What is needed » Using the data below, return all lines in which "flower" appears.

Data provided »

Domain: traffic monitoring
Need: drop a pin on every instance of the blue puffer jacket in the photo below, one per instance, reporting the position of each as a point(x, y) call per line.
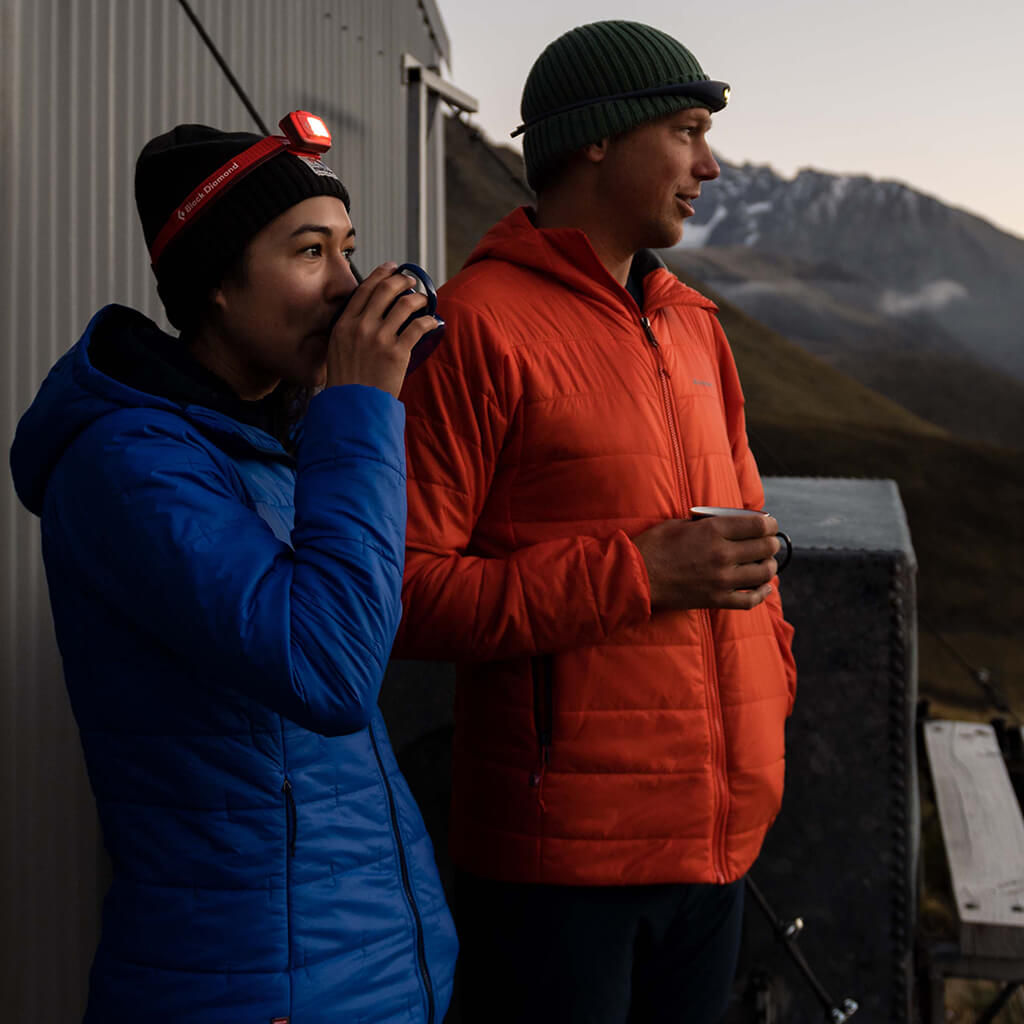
point(225, 615)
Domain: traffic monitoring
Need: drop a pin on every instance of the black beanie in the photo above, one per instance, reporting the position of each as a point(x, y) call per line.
point(196, 260)
point(594, 60)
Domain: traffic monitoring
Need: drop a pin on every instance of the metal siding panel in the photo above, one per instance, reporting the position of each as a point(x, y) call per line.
point(82, 87)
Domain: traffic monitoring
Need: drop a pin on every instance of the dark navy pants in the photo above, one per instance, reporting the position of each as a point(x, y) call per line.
point(596, 954)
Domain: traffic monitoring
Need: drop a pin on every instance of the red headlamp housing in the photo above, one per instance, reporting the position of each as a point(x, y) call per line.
point(306, 132)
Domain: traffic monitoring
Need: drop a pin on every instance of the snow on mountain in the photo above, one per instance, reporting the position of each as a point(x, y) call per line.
point(916, 256)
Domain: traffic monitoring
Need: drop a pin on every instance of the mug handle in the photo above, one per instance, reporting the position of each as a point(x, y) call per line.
point(788, 551)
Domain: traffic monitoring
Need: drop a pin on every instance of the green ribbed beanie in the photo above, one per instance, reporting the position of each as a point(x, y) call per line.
point(600, 59)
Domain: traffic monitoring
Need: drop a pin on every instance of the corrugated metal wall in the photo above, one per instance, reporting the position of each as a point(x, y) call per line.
point(83, 85)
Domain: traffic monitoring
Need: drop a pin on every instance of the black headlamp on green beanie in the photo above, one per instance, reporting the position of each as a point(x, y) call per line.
point(600, 80)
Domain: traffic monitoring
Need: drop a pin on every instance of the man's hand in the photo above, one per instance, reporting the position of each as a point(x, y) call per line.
point(365, 345)
point(718, 562)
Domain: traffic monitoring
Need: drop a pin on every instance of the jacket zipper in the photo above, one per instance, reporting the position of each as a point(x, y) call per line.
point(544, 714)
point(717, 733)
point(291, 816)
point(421, 952)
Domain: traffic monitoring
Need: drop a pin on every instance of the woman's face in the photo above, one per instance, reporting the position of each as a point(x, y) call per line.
point(273, 322)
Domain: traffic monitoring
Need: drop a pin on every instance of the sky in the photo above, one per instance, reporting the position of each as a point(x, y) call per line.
point(926, 92)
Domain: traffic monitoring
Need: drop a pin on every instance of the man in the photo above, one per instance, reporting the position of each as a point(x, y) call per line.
point(624, 672)
point(225, 589)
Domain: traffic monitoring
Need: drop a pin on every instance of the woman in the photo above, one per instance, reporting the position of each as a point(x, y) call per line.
point(224, 568)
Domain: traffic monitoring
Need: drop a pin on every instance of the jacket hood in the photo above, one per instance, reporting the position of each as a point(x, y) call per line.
point(76, 393)
point(566, 255)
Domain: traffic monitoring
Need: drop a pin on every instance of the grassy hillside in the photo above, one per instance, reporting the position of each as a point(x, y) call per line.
point(964, 500)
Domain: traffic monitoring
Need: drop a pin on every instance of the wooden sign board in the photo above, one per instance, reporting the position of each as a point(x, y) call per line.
point(983, 832)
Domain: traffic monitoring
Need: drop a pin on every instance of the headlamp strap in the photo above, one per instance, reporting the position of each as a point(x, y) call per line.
point(215, 185)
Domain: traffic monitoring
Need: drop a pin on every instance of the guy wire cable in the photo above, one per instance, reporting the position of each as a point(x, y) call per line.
point(204, 35)
point(237, 86)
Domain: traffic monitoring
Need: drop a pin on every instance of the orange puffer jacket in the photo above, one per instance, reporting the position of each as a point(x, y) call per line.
point(595, 743)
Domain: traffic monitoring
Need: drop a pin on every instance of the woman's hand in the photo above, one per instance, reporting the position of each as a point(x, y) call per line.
point(365, 345)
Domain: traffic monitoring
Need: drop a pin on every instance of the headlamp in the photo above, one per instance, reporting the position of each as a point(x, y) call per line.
point(306, 132)
point(305, 135)
point(714, 95)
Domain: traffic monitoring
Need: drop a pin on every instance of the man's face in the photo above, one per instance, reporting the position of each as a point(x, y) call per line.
point(274, 323)
point(652, 174)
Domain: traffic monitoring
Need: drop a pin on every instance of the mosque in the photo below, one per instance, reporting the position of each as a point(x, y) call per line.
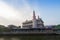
point(34, 23)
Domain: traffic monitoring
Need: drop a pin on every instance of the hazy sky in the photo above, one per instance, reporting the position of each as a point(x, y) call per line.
point(17, 11)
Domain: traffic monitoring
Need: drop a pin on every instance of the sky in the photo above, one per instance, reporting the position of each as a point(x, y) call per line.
point(17, 11)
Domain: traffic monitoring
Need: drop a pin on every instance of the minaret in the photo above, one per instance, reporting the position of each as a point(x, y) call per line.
point(34, 20)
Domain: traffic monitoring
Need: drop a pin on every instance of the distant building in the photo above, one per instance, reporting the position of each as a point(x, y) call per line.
point(34, 23)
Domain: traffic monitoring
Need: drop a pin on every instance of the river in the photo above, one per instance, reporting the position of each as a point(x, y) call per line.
point(36, 37)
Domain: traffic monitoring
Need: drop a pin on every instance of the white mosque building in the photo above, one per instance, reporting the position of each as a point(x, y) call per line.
point(34, 23)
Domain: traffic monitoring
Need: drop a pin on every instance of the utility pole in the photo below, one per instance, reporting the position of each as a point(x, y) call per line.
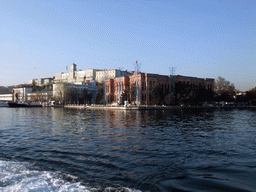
point(105, 102)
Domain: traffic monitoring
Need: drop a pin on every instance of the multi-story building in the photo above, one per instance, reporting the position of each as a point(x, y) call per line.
point(114, 88)
point(82, 76)
point(41, 82)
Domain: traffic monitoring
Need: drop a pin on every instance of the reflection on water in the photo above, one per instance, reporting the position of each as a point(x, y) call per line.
point(146, 150)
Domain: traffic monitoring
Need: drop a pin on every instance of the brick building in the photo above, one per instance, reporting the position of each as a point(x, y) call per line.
point(146, 81)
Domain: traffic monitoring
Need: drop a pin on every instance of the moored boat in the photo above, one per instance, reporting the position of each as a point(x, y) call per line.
point(24, 104)
point(3, 104)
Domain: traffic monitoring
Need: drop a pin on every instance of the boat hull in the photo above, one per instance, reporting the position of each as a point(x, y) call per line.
point(13, 104)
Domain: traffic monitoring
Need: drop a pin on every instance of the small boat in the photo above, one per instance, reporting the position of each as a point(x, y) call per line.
point(24, 104)
point(3, 104)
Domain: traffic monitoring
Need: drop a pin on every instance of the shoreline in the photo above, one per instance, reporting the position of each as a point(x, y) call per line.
point(152, 107)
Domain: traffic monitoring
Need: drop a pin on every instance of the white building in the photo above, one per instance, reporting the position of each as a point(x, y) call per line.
point(41, 82)
point(88, 75)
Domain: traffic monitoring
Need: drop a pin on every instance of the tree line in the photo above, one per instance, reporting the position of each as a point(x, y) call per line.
point(182, 94)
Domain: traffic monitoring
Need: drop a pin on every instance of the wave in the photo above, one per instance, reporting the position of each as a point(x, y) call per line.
point(20, 176)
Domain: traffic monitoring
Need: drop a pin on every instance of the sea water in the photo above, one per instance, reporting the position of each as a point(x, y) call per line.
point(56, 149)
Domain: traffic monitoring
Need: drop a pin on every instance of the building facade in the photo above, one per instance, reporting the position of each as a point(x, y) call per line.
point(41, 82)
point(138, 87)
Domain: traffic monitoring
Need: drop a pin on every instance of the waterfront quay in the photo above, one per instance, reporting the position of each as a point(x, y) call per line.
point(152, 107)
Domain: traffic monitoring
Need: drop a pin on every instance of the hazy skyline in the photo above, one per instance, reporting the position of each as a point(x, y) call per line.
point(201, 38)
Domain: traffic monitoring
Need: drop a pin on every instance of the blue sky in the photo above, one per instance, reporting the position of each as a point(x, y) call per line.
point(200, 38)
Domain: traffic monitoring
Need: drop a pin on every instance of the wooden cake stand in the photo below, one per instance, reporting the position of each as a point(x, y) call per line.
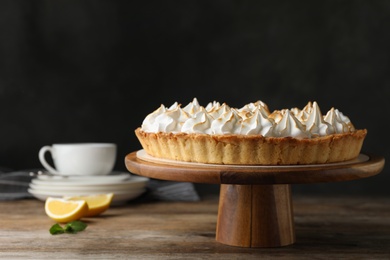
point(255, 205)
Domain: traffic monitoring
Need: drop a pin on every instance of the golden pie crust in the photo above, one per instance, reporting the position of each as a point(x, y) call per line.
point(252, 149)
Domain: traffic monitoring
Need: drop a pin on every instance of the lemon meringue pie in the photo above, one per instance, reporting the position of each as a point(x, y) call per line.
point(220, 134)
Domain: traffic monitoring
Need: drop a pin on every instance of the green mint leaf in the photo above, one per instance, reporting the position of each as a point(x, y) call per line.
point(56, 229)
point(75, 226)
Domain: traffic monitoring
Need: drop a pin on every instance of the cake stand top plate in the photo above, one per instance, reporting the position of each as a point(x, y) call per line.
point(366, 165)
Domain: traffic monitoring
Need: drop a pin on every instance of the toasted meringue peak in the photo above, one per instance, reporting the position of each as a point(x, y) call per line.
point(339, 121)
point(315, 122)
point(192, 107)
point(225, 123)
point(289, 125)
point(199, 123)
point(256, 123)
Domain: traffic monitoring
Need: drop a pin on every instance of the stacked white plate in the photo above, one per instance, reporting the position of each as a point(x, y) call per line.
point(125, 186)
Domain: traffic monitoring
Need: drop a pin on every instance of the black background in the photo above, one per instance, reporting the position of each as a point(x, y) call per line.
point(90, 71)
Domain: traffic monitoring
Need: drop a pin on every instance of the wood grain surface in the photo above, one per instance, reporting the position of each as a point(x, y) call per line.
point(232, 174)
point(326, 228)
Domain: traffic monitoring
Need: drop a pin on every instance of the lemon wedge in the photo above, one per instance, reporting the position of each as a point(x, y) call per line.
point(62, 210)
point(97, 203)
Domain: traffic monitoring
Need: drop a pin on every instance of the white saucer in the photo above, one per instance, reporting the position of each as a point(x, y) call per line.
point(129, 182)
point(112, 177)
point(125, 186)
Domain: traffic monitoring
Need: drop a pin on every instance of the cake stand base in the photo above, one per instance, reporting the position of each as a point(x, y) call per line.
point(255, 215)
point(255, 205)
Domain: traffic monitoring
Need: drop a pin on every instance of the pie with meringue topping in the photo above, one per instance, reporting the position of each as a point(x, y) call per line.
point(250, 135)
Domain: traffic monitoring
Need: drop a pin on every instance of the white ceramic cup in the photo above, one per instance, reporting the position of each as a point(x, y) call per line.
point(79, 158)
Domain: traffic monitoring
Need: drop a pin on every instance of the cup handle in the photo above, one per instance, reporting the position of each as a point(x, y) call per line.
point(41, 155)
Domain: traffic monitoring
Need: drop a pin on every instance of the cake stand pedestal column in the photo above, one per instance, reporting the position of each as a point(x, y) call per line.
point(255, 215)
point(255, 205)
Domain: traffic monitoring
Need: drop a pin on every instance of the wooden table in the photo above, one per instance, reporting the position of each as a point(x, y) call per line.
point(326, 228)
point(255, 204)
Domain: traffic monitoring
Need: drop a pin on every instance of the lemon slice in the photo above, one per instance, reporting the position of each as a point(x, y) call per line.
point(97, 203)
point(62, 210)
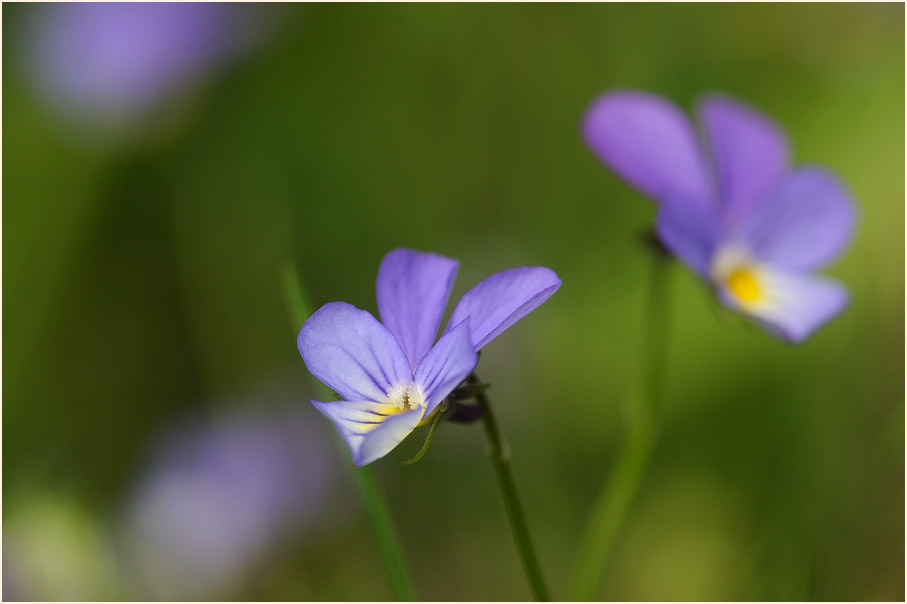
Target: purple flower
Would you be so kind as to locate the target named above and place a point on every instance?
(391, 376)
(733, 209)
(109, 62)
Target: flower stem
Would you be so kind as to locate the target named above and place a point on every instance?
(500, 455)
(385, 538)
(364, 477)
(618, 493)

Your response »
Target: purple flower
Target: flower stem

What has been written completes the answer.